=== DOCUMENT ===

In my experience (20+ years of IT adminship work), the primary reason for this practice (others are listed below) is that users basically didn't trust Windows with their data and hard drive space.

Windows has long been notoriously bad at staying stable over time, cleaning after itself, keeping the system partition healthy and providing convenient access to user data on it. So users preferred to reject the filesystem hierarchy that Windows provided and roll their own outside of it. The system partition also acted as a ghetto to deny Windows the means to wreak havoc outside of its confines.

  • There are lots of products, including those from Microsoft, that don't uninstall cleanly and/or cause compatibility and stability issues (the most prominent manifestation is leftover files and registry entries all around and DLL Hell in all of its incarnations). Many files created by the OS are not cleaned up afterwards (logs, Windows updates etc), leading to the OS taking up more and more space as time goes. In Windows 95 and even XP era, advice went as far as suggesting a clean reinstall of the OS once in a while. Reinstalling the OS required an ability to guarantee wiping the OS and its partition (to also clean up any bogus data in the filesystem) -- impossible without multiple partitions. And splitting the drive without losing data is only possible with specialized programs (which may have their own nasty surprises like bailing out and leaving data in an unusable state upon encountering a bad sector). Various "clean up" programs alleviated the problem, but, their logic being based on reverse engineering and observed behaviour, were even more likely to cause a major malfunction that would force a reinstall (e.g. the RegClean utility by MS itself was called off after Office 2007 release that broke assumptions about the registry that it was based on). The fact that many programs saved their data into arbitrary places made separating user and OS data even harder, making users install programs outside of the OS hierarchy as well.
    • Microsoft tried a number of ways to enhance stability, with varying degrees of success (shared DLLs, Windows File Protection and its successor TrustedInstaller, Side-by-side subsystem, a separate repository for .NET modules with storage structure that prevents version and vendor conflicts). The latest versions of Windows Installer even have rudimentary dependency checking (probably the last major package manager in general use to include that feature).

=== INPUT ===

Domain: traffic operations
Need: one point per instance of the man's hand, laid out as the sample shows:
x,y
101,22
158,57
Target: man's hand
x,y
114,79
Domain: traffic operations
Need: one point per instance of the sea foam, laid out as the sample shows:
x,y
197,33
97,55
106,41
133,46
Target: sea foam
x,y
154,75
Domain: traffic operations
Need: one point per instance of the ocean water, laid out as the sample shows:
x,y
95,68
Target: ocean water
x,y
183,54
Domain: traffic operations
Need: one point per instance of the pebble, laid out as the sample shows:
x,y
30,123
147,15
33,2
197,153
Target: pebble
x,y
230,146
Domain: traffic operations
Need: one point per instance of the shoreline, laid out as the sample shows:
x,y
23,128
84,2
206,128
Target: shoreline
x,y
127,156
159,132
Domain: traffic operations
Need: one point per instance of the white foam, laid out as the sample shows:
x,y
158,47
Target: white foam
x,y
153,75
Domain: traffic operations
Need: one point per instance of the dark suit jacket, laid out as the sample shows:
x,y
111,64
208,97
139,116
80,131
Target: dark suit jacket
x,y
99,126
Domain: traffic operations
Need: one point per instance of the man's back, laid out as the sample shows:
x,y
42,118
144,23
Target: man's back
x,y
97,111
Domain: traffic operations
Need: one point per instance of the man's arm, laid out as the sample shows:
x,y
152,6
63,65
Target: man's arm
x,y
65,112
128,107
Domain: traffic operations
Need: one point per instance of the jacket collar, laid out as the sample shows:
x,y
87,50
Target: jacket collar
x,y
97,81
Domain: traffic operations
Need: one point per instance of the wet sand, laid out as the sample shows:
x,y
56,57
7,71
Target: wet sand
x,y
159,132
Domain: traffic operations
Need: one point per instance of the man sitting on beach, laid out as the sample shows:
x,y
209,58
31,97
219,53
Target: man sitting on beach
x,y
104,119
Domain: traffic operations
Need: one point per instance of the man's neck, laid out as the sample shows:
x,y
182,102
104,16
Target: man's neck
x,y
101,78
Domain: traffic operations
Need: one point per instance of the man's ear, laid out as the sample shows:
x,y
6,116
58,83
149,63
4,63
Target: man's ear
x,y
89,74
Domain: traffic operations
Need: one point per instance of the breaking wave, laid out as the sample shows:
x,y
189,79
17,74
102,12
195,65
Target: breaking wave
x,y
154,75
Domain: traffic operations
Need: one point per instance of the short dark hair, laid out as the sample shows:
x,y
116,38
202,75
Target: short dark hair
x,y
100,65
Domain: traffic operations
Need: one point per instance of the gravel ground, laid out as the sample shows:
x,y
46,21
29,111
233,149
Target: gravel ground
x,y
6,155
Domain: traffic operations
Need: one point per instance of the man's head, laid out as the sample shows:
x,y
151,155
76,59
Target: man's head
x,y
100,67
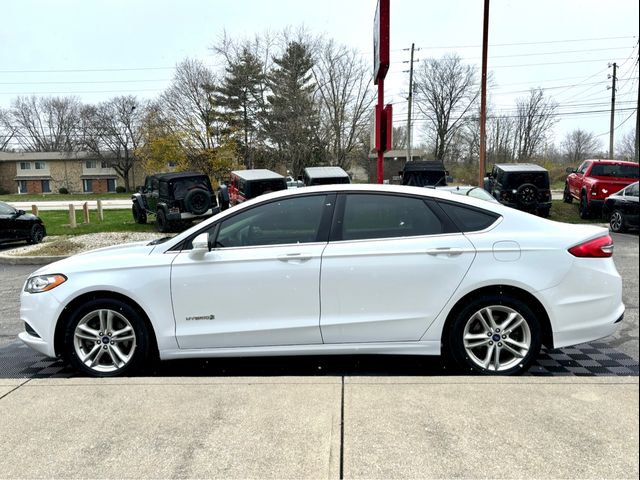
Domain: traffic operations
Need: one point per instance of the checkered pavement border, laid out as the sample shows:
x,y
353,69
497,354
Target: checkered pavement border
x,y
589,359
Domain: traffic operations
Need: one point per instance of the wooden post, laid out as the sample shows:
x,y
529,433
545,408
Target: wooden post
x,y
85,213
72,216
100,213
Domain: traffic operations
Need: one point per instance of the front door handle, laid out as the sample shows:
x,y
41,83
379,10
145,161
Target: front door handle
x,y
451,252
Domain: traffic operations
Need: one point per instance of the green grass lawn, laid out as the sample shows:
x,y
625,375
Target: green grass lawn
x,y
57,222
53,197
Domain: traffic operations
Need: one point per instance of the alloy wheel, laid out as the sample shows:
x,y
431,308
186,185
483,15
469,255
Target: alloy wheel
x,y
104,340
497,338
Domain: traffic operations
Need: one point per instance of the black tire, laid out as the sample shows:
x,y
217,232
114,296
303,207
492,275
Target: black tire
x,y
616,222
36,234
470,358
583,208
566,195
162,224
122,349
197,201
527,195
139,215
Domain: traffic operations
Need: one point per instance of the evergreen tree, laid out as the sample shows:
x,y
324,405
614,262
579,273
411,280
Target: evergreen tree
x,y
292,121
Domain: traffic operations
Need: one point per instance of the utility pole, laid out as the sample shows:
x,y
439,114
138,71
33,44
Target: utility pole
x,y
410,99
613,110
483,95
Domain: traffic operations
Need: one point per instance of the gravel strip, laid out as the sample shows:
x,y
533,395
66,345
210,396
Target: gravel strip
x,y
70,244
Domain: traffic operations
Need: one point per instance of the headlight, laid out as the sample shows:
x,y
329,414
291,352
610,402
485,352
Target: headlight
x,y
44,283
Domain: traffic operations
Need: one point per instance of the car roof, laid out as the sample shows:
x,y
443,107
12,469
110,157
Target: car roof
x,y
257,174
521,167
325,172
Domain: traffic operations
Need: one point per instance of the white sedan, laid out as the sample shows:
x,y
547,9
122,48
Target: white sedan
x,y
335,269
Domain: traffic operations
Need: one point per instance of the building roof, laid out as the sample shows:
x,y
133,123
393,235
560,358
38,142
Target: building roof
x,y
325,172
34,156
519,167
257,174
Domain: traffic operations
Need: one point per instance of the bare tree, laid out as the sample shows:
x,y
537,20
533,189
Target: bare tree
x,y
627,145
189,105
579,145
446,90
535,118
46,124
7,130
343,89
113,132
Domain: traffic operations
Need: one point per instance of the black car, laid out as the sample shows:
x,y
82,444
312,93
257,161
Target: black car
x,y
523,186
174,198
18,225
621,209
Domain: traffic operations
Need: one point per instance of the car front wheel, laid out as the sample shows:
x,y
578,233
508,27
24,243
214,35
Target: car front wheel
x,y
616,221
105,338
495,335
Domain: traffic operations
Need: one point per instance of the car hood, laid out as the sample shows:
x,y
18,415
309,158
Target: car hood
x,y
116,256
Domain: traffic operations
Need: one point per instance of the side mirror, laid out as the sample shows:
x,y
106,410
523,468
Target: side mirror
x,y
201,243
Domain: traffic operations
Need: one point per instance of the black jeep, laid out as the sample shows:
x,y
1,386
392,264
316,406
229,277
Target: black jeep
x,y
424,173
174,198
524,186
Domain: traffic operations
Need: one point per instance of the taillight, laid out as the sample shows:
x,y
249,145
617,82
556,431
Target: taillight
x,y
597,248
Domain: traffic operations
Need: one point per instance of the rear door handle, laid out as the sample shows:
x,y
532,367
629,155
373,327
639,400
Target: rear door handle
x,y
451,252
294,257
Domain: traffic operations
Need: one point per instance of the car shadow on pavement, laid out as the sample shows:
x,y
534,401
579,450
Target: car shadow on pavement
x,y
591,359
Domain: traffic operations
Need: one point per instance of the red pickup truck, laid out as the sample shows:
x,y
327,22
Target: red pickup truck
x,y
595,180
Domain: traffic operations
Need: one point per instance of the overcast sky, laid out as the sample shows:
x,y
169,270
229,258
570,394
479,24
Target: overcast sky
x,y
58,47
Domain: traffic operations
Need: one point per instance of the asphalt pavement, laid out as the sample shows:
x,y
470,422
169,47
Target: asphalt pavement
x,y
276,418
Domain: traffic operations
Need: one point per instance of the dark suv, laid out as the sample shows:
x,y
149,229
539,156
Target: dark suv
x,y
174,198
524,186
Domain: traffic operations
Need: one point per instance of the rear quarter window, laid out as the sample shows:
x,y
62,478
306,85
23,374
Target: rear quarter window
x,y
467,218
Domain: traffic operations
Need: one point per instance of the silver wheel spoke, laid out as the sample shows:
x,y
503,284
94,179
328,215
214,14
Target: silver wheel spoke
x,y
89,333
520,345
496,359
479,343
114,360
515,352
124,358
478,316
487,358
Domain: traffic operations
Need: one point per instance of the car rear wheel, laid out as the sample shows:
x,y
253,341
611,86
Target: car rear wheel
x,y
495,335
527,195
139,215
162,224
583,209
106,337
36,235
616,221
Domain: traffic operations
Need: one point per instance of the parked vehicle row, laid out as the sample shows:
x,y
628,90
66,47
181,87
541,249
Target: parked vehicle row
x,y
335,269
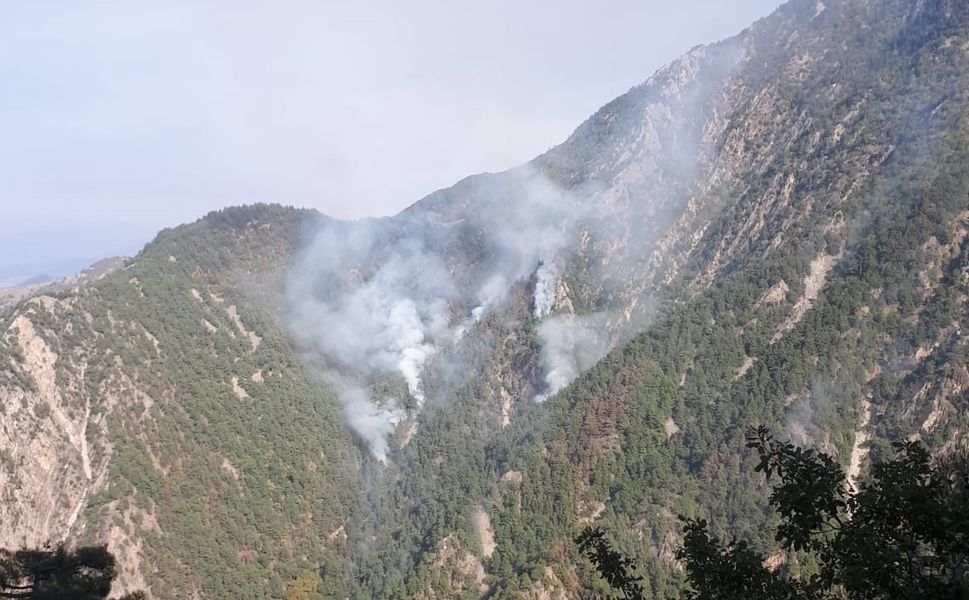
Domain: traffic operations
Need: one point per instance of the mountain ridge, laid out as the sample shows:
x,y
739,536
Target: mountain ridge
x,y
736,239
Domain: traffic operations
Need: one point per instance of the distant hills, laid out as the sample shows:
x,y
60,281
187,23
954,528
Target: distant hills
x,y
773,229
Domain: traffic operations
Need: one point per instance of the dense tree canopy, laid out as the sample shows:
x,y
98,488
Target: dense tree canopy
x,y
902,534
58,573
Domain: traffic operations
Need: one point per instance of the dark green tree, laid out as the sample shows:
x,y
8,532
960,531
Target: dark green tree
x,y
902,535
616,569
57,573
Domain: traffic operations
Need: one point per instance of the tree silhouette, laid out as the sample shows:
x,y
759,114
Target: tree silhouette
x,y
84,573
902,535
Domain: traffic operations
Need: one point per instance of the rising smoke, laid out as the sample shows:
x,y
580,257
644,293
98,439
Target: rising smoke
x,y
374,300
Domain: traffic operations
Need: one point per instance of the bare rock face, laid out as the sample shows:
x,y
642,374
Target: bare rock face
x,y
167,410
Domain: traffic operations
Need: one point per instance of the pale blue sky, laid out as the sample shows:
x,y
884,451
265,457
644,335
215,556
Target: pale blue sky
x,y
118,118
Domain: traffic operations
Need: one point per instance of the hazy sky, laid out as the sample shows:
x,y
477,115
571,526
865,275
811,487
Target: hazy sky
x,y
118,118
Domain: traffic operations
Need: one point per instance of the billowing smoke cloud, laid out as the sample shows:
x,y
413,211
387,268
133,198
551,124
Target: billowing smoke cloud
x,y
570,344
374,301
546,282
370,311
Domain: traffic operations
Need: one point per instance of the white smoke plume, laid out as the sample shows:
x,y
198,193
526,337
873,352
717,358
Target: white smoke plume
x,y
378,299
546,280
570,344
368,313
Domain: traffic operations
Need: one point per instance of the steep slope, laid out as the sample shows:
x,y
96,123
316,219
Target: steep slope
x,y
162,409
771,229
761,196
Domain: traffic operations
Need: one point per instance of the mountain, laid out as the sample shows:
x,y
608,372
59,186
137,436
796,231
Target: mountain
x,y
770,230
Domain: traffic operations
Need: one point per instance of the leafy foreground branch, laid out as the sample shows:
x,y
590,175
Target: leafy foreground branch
x,y
58,573
903,535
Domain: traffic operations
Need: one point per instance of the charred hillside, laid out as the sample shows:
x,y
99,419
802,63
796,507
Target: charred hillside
x,y
770,230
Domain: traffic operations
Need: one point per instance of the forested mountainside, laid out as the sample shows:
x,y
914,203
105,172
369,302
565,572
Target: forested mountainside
x,y
770,230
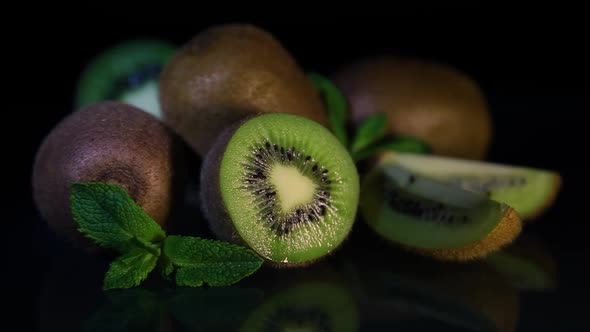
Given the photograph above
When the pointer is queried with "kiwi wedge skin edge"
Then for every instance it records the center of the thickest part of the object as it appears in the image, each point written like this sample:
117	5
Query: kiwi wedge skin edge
234	216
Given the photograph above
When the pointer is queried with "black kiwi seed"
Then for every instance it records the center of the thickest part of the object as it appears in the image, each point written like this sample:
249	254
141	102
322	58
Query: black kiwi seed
283	222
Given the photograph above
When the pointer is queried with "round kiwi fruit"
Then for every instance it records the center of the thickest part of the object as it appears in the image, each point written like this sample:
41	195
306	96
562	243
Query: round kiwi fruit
126	72
108	142
422	99
227	72
528	190
433	217
281	184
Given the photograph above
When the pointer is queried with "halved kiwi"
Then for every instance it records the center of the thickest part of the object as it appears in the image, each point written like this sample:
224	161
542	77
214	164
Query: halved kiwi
433	217
283	185
306	306
528	190
127	72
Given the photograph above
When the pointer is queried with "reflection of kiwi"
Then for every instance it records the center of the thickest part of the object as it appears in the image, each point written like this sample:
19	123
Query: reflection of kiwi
127	72
529	191
227	72
105	142
468	296
433	217
527	264
281	184
423	99
307	306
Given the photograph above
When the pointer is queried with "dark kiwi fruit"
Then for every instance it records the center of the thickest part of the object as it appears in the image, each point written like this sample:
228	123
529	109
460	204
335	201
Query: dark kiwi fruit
423	99
106	142
528	190
433	217
227	72
281	184
126	72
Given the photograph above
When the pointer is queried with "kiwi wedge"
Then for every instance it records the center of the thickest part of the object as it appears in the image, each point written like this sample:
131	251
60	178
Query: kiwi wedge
433	217
127	72
109	142
528	190
227	72
282	185
306	306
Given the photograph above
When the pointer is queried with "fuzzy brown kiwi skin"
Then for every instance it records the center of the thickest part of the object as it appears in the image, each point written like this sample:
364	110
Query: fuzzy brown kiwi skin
434	102
227	72
212	206
108	142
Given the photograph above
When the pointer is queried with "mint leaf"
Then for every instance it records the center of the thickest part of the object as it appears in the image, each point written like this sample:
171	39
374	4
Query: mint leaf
129	269
399	144
217	263
335	104
106	214
369	131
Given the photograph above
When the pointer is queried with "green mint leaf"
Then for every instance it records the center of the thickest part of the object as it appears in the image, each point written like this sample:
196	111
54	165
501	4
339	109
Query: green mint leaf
216	263
335	104
404	144
106	214
371	130
129	269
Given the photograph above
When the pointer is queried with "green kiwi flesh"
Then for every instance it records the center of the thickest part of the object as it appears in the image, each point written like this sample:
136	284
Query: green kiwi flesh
528	190
310	306
127	72
286	186
421	212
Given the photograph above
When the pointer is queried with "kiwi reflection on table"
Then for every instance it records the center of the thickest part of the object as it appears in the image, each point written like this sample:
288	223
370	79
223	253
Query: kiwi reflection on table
366	289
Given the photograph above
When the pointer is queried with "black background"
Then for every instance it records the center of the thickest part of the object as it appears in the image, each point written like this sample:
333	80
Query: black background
530	62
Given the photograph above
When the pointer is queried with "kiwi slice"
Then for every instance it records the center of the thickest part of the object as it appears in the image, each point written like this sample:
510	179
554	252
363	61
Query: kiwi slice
308	306
283	185
528	190
127	72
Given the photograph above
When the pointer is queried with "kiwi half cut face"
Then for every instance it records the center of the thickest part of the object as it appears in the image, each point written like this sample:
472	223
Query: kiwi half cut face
529	191
128	72
424	213
282	184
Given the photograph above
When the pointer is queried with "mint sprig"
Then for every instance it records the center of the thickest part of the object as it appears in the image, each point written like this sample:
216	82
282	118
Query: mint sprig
369	138
106	214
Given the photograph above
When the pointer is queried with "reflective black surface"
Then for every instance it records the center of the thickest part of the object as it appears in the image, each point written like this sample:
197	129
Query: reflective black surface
533	71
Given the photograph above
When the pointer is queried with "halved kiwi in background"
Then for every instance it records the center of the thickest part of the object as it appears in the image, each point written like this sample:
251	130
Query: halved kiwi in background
433	217
528	190
107	142
227	72
283	185
424	99
127	72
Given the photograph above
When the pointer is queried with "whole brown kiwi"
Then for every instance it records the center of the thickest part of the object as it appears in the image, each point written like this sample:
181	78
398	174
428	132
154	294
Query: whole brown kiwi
227	72
424	99
106	142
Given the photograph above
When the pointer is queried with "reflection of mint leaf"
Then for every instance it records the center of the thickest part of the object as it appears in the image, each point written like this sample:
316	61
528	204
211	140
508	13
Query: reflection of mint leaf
399	144
126	310
217	263
106	214
213	308
369	131
335	104
129	269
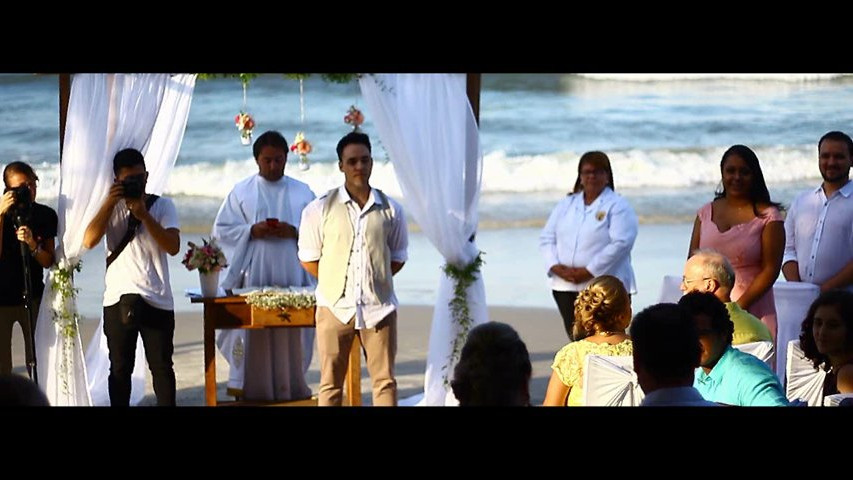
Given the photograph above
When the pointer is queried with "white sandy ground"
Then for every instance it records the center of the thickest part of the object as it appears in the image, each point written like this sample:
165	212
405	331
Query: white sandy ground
541	329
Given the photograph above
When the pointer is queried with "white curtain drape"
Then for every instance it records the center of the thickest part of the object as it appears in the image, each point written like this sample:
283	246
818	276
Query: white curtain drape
426	123
106	113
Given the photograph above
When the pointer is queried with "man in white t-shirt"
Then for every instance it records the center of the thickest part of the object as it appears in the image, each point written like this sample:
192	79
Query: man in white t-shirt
819	225
140	231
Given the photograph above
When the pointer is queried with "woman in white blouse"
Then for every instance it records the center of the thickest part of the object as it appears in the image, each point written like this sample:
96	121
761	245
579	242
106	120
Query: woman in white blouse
590	233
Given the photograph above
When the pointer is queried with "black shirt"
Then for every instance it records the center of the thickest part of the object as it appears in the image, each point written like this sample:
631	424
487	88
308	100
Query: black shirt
43	222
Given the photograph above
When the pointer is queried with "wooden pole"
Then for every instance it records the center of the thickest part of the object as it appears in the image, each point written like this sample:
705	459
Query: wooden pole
473	88
64	96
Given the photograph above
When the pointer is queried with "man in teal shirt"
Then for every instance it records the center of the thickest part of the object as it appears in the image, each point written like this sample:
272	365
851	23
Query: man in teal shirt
727	375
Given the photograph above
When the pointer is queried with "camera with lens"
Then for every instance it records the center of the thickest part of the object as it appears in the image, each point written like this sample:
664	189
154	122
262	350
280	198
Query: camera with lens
23	204
134	186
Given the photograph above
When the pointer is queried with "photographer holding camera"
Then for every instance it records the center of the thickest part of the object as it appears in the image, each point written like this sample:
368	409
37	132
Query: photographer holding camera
140	230
22	220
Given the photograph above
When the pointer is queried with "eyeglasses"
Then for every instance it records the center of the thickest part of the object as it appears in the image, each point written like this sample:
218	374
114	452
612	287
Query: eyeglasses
686	281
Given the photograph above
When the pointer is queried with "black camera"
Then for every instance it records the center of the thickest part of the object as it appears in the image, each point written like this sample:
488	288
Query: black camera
23	204
134	186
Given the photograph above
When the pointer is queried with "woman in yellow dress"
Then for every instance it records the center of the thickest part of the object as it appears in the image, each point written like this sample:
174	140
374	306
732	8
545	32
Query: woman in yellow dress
602	313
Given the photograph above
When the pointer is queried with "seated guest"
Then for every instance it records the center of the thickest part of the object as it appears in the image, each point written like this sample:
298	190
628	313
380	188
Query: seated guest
727	375
494	368
602	313
709	271
666	352
827	339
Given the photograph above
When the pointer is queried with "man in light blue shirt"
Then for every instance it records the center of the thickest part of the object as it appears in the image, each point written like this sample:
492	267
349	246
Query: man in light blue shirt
727	375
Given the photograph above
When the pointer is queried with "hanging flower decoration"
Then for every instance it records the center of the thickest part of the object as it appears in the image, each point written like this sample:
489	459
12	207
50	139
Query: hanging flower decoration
302	147
245	123
354	117
207	258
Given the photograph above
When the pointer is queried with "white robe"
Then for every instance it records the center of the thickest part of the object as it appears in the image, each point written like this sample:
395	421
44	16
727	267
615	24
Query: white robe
267	364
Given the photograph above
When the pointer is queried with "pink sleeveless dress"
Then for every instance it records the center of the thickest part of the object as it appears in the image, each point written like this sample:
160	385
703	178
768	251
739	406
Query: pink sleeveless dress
741	244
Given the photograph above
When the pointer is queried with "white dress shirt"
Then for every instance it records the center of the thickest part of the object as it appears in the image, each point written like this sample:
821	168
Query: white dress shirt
357	298
598	236
819	233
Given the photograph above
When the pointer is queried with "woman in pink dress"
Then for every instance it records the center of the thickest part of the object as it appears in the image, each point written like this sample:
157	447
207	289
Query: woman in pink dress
743	224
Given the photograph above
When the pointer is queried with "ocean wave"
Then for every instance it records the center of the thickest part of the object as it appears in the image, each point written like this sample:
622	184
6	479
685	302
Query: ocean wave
502	173
665	77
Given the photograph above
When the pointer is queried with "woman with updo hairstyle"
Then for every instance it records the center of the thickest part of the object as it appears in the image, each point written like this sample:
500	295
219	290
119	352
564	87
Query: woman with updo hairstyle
602	313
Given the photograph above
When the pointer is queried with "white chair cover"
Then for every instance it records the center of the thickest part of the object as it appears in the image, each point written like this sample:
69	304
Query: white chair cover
804	381
764	351
792	303
835	400
670	291
610	381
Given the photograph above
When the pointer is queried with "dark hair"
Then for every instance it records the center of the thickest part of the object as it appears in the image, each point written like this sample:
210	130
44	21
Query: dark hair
129	157
598	160
666	341
842	300
758	191
494	368
350	138
270	138
839	137
19	167
18	391
706	303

===

*WHAT YOU WILL DO:*
1. Write out the passage on system partitions word for word, from "In my experience" to "of its confines.".
2. Pull out every line of the rows that contains the string "window", with case counting.
These rows have no connection to the passage on system partitions.

*EXPECTED OUTPUTS:*
1.
In my experience (20+ years of IT adminship work), the primary reason for this practice (others are listed below) is that users basically didn't trust Windows with their data and hard drive space.

Windows has long been notoriously bad at staying stable over time, cleaning after itself, keeping the system partition healthy and providing convenient access to user data on it. So users preferred to reject the filesystem hierarchy that Windows provided and roll their own outside of it. The system partition also acted as a ghetto to deny Windows the means to wreak havoc outside of its confines.

2.
Need: one point per instance of the rear quarter window, laid out as the sample shows:
Target: rear quarter window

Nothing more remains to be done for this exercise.